**EXERCISE GOAL:** Transcribe, word for word and with nothing extra, the line containing "brown coat, one" and each line that comes after it in the entries.

(Stored data entries)
---*---

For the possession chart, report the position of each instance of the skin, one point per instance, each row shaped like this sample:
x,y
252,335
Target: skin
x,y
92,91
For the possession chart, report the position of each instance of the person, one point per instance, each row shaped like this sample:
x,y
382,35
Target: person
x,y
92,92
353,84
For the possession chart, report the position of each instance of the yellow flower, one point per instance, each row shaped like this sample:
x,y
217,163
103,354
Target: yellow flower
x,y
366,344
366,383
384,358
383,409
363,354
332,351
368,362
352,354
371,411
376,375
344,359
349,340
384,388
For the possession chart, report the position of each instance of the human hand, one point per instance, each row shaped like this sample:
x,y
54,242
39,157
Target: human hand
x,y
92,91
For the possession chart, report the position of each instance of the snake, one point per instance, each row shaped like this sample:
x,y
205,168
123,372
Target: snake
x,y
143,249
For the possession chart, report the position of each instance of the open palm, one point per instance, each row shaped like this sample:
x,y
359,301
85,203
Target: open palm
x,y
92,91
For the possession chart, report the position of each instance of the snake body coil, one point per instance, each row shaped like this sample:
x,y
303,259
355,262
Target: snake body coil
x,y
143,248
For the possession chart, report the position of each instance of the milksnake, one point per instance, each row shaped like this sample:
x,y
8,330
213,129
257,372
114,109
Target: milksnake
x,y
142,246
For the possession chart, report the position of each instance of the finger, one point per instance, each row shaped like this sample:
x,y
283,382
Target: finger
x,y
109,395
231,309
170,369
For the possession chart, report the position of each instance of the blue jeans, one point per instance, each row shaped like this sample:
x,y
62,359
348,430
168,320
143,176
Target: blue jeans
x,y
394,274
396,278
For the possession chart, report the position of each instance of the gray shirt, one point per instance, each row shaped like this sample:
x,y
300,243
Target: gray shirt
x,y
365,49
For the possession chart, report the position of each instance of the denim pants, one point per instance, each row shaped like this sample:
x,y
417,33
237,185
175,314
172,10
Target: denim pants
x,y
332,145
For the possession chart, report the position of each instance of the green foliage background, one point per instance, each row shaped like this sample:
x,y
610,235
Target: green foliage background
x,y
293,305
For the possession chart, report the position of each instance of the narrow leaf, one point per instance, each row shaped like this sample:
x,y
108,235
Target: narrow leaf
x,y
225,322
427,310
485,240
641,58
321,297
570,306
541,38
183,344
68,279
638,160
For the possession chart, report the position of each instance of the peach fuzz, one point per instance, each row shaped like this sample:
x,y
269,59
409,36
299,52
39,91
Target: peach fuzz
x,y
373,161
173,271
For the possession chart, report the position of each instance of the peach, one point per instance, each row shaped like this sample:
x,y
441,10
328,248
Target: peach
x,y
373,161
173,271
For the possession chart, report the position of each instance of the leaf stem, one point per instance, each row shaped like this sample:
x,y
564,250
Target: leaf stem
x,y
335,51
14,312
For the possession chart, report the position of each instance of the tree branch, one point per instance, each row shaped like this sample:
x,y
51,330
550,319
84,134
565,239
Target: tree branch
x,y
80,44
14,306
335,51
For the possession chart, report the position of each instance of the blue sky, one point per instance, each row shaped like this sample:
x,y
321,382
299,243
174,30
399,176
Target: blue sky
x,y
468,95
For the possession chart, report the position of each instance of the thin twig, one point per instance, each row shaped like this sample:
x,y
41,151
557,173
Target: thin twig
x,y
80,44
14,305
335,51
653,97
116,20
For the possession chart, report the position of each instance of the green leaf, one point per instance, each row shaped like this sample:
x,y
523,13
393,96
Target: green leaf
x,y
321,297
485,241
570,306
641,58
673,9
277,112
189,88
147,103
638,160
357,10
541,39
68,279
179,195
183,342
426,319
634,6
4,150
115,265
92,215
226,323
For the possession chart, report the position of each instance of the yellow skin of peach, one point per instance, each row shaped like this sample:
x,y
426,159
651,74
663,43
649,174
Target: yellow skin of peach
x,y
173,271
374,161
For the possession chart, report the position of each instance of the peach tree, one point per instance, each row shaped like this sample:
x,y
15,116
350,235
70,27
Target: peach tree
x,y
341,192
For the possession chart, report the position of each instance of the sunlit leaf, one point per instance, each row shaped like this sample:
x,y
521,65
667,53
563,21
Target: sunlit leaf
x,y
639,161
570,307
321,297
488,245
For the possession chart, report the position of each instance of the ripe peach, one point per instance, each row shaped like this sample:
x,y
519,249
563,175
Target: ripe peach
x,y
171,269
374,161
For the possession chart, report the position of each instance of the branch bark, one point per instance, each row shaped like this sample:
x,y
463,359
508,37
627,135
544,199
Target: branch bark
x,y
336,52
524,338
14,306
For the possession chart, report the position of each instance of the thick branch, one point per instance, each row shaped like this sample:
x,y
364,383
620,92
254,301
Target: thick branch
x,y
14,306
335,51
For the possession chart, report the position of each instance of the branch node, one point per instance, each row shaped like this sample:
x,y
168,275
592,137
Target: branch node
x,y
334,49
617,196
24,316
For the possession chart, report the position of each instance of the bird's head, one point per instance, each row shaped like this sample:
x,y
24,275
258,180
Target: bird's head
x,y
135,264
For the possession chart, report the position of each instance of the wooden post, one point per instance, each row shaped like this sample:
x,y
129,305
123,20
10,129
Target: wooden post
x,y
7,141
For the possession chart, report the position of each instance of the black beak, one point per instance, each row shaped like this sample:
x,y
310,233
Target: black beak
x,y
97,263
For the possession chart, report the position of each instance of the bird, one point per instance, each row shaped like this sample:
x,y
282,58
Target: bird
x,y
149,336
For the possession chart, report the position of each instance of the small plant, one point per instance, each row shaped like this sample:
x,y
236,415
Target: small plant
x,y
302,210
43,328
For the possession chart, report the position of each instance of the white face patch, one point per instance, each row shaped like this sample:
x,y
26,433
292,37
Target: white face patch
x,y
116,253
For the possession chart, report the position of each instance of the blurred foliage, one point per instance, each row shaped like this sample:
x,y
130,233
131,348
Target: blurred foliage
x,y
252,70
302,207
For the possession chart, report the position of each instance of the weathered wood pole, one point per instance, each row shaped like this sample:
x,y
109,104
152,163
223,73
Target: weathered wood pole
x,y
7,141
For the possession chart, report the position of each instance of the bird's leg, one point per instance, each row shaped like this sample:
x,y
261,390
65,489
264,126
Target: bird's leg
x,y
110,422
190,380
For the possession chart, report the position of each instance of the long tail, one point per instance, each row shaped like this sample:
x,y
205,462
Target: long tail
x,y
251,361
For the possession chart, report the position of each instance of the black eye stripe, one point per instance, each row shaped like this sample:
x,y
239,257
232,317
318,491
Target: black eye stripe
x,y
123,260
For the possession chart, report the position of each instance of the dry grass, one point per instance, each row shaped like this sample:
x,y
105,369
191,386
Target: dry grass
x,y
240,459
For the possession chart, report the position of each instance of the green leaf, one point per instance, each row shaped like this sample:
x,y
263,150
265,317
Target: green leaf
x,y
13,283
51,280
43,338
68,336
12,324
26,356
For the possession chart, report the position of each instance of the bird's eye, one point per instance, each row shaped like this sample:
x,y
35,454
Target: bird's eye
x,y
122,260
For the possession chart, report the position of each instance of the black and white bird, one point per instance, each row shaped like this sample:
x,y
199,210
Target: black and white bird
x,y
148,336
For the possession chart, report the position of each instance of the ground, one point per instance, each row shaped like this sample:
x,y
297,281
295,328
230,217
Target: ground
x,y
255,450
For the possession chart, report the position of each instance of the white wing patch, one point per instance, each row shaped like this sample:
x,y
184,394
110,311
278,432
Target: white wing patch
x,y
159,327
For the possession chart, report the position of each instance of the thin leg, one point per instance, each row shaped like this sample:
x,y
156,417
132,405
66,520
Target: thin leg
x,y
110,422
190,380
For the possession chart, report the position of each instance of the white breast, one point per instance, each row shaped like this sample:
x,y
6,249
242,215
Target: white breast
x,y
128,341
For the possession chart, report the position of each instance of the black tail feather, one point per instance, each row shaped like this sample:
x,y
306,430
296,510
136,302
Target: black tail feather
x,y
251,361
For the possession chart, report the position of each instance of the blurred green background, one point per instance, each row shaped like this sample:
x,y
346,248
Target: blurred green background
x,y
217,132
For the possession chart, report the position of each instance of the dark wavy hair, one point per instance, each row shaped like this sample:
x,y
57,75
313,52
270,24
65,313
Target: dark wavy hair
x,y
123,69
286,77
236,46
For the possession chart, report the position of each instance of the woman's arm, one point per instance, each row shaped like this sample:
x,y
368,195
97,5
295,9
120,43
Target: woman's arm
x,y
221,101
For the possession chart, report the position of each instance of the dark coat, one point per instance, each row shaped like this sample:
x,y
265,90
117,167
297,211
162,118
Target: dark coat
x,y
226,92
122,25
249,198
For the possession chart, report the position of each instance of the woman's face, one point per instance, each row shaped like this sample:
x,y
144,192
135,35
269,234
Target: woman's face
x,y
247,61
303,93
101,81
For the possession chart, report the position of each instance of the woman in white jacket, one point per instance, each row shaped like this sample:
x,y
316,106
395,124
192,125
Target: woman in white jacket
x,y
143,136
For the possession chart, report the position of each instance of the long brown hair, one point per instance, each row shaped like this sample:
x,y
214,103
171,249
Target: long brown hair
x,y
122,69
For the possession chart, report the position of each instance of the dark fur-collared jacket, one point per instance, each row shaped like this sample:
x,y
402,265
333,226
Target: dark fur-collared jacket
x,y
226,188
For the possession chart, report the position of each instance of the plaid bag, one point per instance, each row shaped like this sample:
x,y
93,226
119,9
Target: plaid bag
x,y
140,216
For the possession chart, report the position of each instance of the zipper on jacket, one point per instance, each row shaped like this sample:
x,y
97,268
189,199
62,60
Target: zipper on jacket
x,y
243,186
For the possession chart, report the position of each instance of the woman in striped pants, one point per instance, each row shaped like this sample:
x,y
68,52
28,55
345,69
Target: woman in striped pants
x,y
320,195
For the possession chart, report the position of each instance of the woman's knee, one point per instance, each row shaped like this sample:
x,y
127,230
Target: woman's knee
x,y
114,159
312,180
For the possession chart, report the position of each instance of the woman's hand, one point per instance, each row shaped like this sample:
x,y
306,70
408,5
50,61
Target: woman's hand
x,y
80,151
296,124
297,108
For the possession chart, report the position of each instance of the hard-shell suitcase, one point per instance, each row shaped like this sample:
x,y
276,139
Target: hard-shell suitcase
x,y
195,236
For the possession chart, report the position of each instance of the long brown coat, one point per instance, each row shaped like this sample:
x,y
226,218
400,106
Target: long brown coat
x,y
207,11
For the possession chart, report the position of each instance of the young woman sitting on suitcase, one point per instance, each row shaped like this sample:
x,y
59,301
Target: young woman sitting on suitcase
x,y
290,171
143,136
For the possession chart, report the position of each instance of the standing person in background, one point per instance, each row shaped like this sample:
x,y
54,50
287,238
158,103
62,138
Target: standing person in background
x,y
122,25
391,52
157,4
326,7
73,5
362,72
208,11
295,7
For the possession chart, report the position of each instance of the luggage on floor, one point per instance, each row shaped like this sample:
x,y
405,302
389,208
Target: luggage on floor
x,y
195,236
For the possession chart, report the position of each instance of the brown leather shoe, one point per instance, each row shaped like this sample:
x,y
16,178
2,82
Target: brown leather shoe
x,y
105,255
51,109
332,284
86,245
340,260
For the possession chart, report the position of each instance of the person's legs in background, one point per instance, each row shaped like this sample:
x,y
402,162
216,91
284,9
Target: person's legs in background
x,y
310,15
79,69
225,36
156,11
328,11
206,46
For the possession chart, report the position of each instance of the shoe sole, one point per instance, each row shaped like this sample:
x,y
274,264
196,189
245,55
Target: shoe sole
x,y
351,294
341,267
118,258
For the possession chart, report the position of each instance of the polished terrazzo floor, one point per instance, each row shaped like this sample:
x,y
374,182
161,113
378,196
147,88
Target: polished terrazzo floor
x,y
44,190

---*---

**YOUR SOLUTION:**
For the possession chart, report the position of each instance of the long brown coat, one point per instance, each row shaped like this sample:
x,y
226,218
400,106
Target: long brown coat
x,y
207,11
For the possession chart, report the position of each instance of the young woman sitting on suitcase, one point per instance, each row shaped like this sample:
x,y
59,301
Target: young woman sitting on suitcase
x,y
290,171
143,136
For the possession chart, report the position of each instance of the standing person in background, one point per instance, each row shaped like this sample:
x,y
54,50
287,238
158,103
62,138
Target: standing person in background
x,y
122,25
391,52
157,4
326,7
73,5
362,72
208,11
295,7
For the possession chart, report the position of each instance of the luggage on floor, one point per instance, each row shaped like this sample:
x,y
405,302
389,208
Target: luggage on floor
x,y
195,236
For the possession chart, report the position of each instance of the brown leather shoe, one point per instance, each row shaped like this sample:
x,y
16,178
2,82
Target: brown leather shoe
x,y
105,255
51,109
332,284
86,245
340,260
For the possession chart, report the position of each instance of the person's legs in background, one point per instance, each row shaped like this sample:
x,y
402,162
216,91
284,9
Target: person's legs in background
x,y
310,15
79,69
225,36
156,11
328,11
206,46
For the possession chart, report the position of each instance of the shoe sole, one point per instance, each row shaped like this sample:
x,y
274,264
196,189
245,55
Target: shoe sole
x,y
351,294
341,267
118,258
For the possession chart, report the position of each instance of the polished terrazzo floor, one point per instance, each row shaped like this sample:
x,y
374,182
161,113
378,196
147,88
Target: polished terrazzo floor
x,y
44,190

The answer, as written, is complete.